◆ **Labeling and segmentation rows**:
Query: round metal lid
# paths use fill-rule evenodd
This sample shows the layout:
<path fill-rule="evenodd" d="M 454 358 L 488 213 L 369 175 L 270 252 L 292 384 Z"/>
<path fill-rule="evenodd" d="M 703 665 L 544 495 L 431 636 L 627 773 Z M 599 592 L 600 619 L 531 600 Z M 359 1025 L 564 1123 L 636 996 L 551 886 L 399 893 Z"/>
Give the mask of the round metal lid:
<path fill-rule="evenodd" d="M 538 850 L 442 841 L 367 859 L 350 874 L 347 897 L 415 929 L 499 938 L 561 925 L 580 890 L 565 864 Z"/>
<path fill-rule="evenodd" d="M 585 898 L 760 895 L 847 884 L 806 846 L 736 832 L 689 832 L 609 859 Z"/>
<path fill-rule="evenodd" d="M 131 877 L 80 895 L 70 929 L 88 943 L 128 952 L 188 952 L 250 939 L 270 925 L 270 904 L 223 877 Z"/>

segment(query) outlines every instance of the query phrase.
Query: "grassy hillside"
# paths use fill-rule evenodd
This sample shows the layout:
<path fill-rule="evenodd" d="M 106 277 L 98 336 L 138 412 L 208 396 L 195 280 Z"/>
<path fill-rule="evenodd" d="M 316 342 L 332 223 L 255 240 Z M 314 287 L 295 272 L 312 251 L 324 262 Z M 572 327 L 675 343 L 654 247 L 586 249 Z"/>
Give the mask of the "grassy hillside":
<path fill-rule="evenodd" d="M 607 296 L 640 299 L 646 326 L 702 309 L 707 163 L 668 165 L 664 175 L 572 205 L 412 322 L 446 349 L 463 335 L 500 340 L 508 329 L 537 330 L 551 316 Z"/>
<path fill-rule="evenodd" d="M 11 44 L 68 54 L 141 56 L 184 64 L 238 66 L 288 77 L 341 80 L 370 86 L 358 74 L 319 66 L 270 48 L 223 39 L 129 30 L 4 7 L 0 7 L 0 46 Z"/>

◆ **EXERCISE DETAILS**: Can you reproduce all of the rows above again, line for line, without changing a single character?

◆ **OUTPUT BELOW**:
Query: round metal lid
# paths use fill-rule evenodd
This sample shows the layout:
<path fill-rule="evenodd" d="M 454 358 L 488 213 L 369 175 L 270 252 L 292 384 Z"/>
<path fill-rule="evenodd" d="M 703 665 L 544 495 L 431 636 L 627 773 Z M 599 592 L 600 619 L 531 600 Z M 359 1025 L 564 1123 L 636 996 L 551 886 L 399 893 Z"/>
Give the mask of the round metal lid:
<path fill-rule="evenodd" d="M 538 850 L 442 841 L 367 859 L 350 874 L 347 897 L 415 929 L 499 938 L 561 925 L 580 890 L 565 864 Z"/>
<path fill-rule="evenodd" d="M 585 898 L 760 895 L 847 884 L 806 846 L 736 832 L 689 832 L 609 859 Z"/>
<path fill-rule="evenodd" d="M 131 877 L 80 895 L 70 929 L 88 943 L 128 952 L 188 952 L 250 939 L 270 925 L 270 904 L 223 877 Z"/>

segment(query) outlines every instance of the query phrase.
Query: "grassy hillside"
# paths use fill-rule evenodd
This sample shows the layout:
<path fill-rule="evenodd" d="M 106 277 L 98 336 L 138 412 L 208 396 L 195 280 Z"/>
<path fill-rule="evenodd" d="M 316 342 L 332 223 L 255 240 Z M 314 287 L 295 272 L 312 251 L 324 262 Z M 572 327 L 675 343 L 654 247 L 586 249 Z"/>
Give the mask of the "grassy hillside":
<path fill-rule="evenodd" d="M 607 296 L 640 299 L 646 326 L 702 309 L 707 163 L 668 165 L 664 175 L 572 205 L 412 322 L 446 349 L 463 335 L 500 340 L 508 329 L 537 330 L 551 316 Z"/>
<path fill-rule="evenodd" d="M 11 44 L 68 54 L 141 56 L 184 64 L 238 66 L 288 77 L 341 80 L 370 86 L 358 74 L 319 66 L 270 48 L 223 39 L 129 30 L 4 7 L 0 7 L 0 46 Z"/>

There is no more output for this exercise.